## What you need to do
The text on J-1 student intern restrictions below gives examples of patient contact that count as clinical. List all of them.

J-1 Student Interns cannot participate in any clinical care positions or any other position that involves patient contact. Any position that would require a student intern to provide therapy, medication or other clinical or medical treatment is prohibited, including veterinary medicine.
The U.S. Department of State (DOS) uses the terms direct ‘patient care’ and ‘patient contact’ interchangeably. Therefore, anything involving patient contact and/or patient care is considered clinical and is forbidden under the J-1 program, including J-1 Student Intern.
‘Patient contact’ is any physical or psychological interaction with a person that could affect their health and/or overall well-being. The person does not need to be a patient in the traditional sense. A few examples of patient contact that are considered clinical are: attaching EEGs to someone, drawing blood, performing an X-ray on a living being, dentistry, psychological interviews for study or diagnosis, and so forth.
Humans and animals are both considered patients by the U.S. Department of State. Veterinary care and veterinary clinical research for animals are considered clinical activities and are therefore not allowed on the J-1 program, including J-1 student intern. Lab animals or animal models, whose sole purpose for existence is for research, are not considered patients by DOS. Therefore, any work with lab animals/animal models is allowed on the J-1 program.
Pure observation is not considered a clinical activity and would be allowed in J-1 status. However, the J-1 must be truly only observing—they cannot interact with a patient in any way. The activity is no longer observation the moment a doctor hands the J-1 a scalpel to hold, asks the J-1 to check someone’s blood pressure, etc.

(Records from a collection)
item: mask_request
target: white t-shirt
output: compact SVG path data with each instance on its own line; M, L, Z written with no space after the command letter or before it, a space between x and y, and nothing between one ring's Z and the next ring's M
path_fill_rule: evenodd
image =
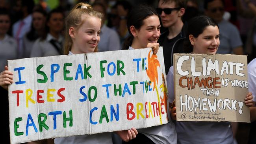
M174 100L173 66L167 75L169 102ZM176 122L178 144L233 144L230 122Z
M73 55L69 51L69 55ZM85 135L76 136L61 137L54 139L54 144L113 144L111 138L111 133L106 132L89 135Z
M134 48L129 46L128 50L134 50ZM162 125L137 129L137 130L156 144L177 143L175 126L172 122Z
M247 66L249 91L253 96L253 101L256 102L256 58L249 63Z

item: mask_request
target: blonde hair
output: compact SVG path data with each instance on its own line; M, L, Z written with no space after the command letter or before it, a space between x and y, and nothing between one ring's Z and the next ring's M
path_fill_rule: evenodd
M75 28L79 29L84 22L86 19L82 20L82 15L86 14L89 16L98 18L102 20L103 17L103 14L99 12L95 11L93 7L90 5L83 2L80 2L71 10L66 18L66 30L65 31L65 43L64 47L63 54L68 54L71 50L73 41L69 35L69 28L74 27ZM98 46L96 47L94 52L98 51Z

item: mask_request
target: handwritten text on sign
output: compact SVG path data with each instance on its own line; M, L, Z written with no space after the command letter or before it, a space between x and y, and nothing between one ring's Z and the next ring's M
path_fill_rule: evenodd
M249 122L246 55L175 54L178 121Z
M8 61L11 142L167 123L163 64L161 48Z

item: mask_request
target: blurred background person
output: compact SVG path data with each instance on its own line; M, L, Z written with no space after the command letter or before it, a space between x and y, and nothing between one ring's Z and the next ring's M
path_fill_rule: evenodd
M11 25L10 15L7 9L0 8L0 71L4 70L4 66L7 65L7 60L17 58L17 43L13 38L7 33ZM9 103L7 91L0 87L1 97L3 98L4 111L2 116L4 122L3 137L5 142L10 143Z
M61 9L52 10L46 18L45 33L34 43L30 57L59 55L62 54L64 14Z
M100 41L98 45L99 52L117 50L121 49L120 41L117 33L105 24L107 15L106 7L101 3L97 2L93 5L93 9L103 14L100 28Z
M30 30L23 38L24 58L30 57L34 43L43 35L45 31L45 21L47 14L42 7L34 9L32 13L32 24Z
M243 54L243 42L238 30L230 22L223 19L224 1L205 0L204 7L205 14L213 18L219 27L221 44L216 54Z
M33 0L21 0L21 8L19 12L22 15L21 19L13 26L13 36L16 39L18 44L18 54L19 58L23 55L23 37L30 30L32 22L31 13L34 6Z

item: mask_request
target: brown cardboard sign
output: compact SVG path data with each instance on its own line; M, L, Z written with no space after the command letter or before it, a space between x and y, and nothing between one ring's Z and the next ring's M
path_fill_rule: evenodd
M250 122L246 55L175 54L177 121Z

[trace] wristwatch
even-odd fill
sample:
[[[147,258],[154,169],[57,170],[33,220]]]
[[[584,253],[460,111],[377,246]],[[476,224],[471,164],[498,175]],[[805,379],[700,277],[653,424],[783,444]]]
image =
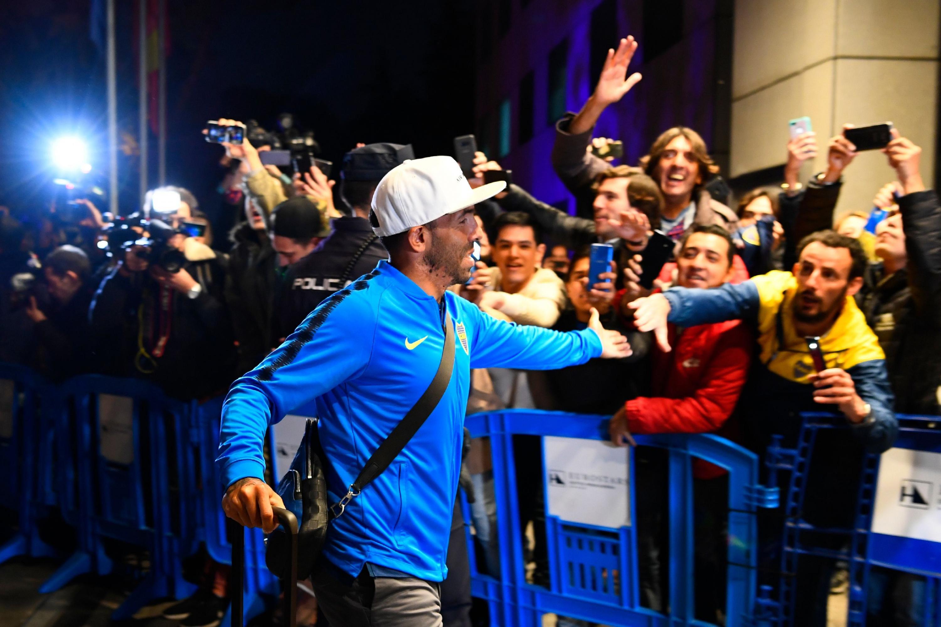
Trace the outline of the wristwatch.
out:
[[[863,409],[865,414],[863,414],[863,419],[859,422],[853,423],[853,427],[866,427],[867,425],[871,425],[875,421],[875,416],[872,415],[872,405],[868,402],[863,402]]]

## Task result
- Attaching EEGs to someone
- Drawing blood
- Performing an X-ray on a living being
- Dentistry
- Psychological interviews for study or diagnosis